[SUPPLIED INFORMATION]
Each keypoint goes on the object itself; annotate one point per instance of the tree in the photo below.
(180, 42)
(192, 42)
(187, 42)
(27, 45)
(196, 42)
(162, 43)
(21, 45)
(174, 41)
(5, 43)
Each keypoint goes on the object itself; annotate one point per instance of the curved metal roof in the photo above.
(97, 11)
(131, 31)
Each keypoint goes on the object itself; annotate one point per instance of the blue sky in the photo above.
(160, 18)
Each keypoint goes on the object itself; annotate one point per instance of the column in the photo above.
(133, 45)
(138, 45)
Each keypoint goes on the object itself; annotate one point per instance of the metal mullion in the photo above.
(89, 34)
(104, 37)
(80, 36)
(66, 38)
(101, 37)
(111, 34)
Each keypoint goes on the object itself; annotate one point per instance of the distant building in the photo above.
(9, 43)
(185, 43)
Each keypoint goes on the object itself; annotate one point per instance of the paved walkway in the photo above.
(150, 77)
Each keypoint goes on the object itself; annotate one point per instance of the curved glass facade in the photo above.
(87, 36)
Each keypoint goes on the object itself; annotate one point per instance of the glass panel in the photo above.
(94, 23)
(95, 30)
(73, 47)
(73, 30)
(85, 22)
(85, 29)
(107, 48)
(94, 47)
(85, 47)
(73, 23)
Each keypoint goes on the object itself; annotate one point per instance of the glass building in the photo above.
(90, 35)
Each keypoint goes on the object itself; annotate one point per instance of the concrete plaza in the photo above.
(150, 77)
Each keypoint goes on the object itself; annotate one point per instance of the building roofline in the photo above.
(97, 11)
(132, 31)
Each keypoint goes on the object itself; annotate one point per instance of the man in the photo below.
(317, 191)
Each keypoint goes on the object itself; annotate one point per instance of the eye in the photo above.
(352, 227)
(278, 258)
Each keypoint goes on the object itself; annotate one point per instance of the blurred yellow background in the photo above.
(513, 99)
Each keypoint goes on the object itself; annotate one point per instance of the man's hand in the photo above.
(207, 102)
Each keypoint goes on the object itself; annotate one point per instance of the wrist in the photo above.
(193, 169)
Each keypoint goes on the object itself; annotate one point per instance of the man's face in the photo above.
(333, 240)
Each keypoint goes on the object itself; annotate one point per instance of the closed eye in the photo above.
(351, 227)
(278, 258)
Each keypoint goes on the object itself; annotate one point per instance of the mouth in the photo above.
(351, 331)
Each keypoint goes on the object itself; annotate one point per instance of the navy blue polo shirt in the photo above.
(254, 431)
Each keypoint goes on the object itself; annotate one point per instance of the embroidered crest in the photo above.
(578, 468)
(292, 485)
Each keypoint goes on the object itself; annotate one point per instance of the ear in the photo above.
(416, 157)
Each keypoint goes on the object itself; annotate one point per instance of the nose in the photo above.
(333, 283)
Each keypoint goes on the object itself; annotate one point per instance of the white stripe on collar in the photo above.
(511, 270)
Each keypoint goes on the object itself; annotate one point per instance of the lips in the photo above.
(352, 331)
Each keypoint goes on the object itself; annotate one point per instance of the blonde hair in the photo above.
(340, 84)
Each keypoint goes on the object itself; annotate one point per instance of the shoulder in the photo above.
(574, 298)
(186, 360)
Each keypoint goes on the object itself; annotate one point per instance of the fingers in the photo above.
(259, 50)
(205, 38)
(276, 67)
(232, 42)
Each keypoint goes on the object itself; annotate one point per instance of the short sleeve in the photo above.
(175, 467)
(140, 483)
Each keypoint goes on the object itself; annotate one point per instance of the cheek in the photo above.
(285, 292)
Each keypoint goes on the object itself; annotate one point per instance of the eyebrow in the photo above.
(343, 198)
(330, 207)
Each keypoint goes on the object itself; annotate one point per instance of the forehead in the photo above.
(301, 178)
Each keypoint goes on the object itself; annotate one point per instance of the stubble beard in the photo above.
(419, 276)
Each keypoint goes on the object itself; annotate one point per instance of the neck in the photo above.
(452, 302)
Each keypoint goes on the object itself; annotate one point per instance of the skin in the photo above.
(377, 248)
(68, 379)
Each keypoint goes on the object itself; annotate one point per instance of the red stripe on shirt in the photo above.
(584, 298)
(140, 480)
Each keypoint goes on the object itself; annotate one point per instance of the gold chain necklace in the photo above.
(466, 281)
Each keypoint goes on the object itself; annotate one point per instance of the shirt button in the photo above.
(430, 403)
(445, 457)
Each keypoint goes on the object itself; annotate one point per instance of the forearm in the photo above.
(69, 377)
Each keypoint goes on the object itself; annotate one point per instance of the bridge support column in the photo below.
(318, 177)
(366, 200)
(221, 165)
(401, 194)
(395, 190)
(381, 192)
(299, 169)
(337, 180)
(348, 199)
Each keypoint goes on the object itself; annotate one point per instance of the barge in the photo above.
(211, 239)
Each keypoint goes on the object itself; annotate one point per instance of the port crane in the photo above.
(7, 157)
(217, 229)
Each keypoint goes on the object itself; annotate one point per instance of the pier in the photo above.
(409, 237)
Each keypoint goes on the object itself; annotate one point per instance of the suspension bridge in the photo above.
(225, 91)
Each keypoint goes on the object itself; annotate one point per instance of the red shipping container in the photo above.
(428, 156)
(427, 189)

[PROBLEM TO SOLVE] Transcribe each entry exactly.

[OUTPUT FOR THIS TASK]
Each keypoint goes on the object itself; annotate one point per instance of the tree in the photo below.
(180, 42)
(192, 42)
(187, 42)
(27, 45)
(196, 42)
(162, 43)
(21, 45)
(174, 41)
(5, 43)
Each keypoint goes on the object itself; annotate one point per instance of the curved metal roof in the photo above.
(97, 11)
(131, 31)
Each keypoint goes on the object itself; annotate one point per instance of the blue sky in the photo above.
(160, 18)
Each keypoint goes on the object itself; annotate one point per instance of the column in the photo above.
(133, 45)
(138, 45)
Each keypoint goes on the object itself; annotate one point per instance of the metal mullion in the photo above.
(89, 34)
(104, 37)
(80, 36)
(66, 38)
(101, 37)
(111, 34)
Each keypoint goes on the object itself; annotate one point per instance of the distant building in the photo above.
(9, 43)
(185, 43)
Each keypoint goes on the object itself; annotate one point per instance of the paved walkway in the photo above.
(150, 77)
Each keypoint goes on the object itself; annotate one point per instance of the curved glass facade in the photo above.
(87, 36)
Each keypoint goes on the object itself; annotate one point per instance of the glass panel in the photo above.
(94, 23)
(95, 30)
(73, 47)
(73, 30)
(85, 22)
(85, 29)
(107, 48)
(94, 47)
(85, 47)
(73, 23)
Each keypoint goes on the object itself; annotate one point per instance of the glass building in the photo above.
(90, 35)
Each keypoint goes on the object itself; annotate one point per instance of the concrete plaza in the photo above.
(150, 77)
Each keypoint goes on the object itself; annotate one point per instance of the building roofline in the photo above.
(97, 11)
(132, 31)
Each keypoint goes on the object itself; annotate one point per instance of the man in the photo below.
(317, 191)
Each keypoint goes on the object itself; annotate one point per instance of the eye in the photo above.
(352, 227)
(278, 258)
Each keypoint goes on the object itself; annotate one point per instance of the blurred yellow background in the photo above.
(513, 99)
Each keypoint goes on the object itself; annotate one point per instance of the man's hand in the photo above.
(207, 102)
Each keypoint goes on the object itself; annotate one point per instance of the wrist in the photo above.
(193, 169)
Each keypoint goes on the object itself; annotate one point per instance of the man's face in the photo above.
(333, 240)
Each keypoint goes on the object itself; annotate one point per instance of the closed eye in the photo above.
(351, 227)
(278, 258)
Each keypoint goes on the object itself; annotate one point per instance of the mouth in the photo above.
(351, 331)
Each keypoint goes on the object itself; annotate one point per instance of the navy blue polo shirt in the photo above.
(254, 431)
Each keypoint goes on the object itself; annotate one point per instance of the embroidered crest in the photo above.
(578, 468)
(292, 485)
Each keypoint goes on the object itself; annotate one point per instance of the ear in the photo above.
(416, 157)
Each keypoint goes on the object itself; annotate one point per instance of the nose in the photo above.
(333, 283)
Each keypoint goes on the object itself; annotate one point per instance of the white stripe on collar in the photo above.
(511, 270)
Each keypoint goes on the object itself; annotate one point per instance of the lips in the photo above.
(352, 331)
Each keypoint goes on the object itself; annotate one point per instance of the blonde hair in the photo above.
(340, 84)
Each keypoint goes on the object itself; annotate one point per instance of the shoulder in the photo above.
(574, 298)
(186, 360)
Each keypoint goes on the object itself; annotate one point per instance of the fingers in the photo above.
(259, 50)
(205, 38)
(276, 67)
(232, 42)
Each keypoint goes on the object itself; annotate one point per instance of the short sleeve in the photo above.
(175, 467)
(140, 483)
Each keypoint goes on the object itself; annotate one point per instance of the cheek in the photo above.
(285, 292)
Each keypoint goes on the object itself; annotate one point per instance of the eyebrow in the photo above.
(343, 198)
(330, 207)
Each keypoint goes on the object itself; annotate one point per instance of the forehead in the photo above.
(301, 178)
Each keypoint goes on the object itself; annotate one point per instance of the stubble beard in the photo above.
(419, 276)
Each keypoint goes on the object itself; annotate one point per instance of the neck in the photo above.
(452, 302)
Each keypoint goes on the object itself; annotate one point per instance of the skin in the photo above.
(377, 248)
(68, 379)
Each keypoint goes on the object itself; annotate one point per instance of the red stripe on shirt in the photo above.
(584, 298)
(140, 480)
Each keypoint goes on the object itself; annotate one point per instance of the gold chain necklace in the photo above.
(466, 281)
Each keypoint goes on the object itself; annotate one point per instance of the shirt button in the photo above.
(430, 403)
(445, 457)
Each keypoint goes on the object itself; annotate one point per instance of the forearm in the photo above.
(69, 377)
Each keypoint goes on the object itself; annotate one point per instance of the bridge support column in the photo below.
(318, 177)
(366, 200)
(221, 165)
(401, 194)
(395, 190)
(381, 192)
(299, 169)
(337, 180)
(348, 199)
Each keypoint goes on the object itself; annotate one point per instance of the barge in the photo above.
(211, 239)
Each keypoint goes on the object itself; annotate one point per instance of the port crane in the photo above.
(7, 157)
(217, 229)
Each keypoint goes on the object itself; annotate one point per instance of the pier in the photo above.
(409, 237)
Each keypoint goes on the object itself; annotate one point per instance of the suspension bridge in the photo above.
(225, 91)
Each keypoint goes on the object itself; annotate one point per instance of the red shipping container in the photo above.
(428, 156)
(427, 189)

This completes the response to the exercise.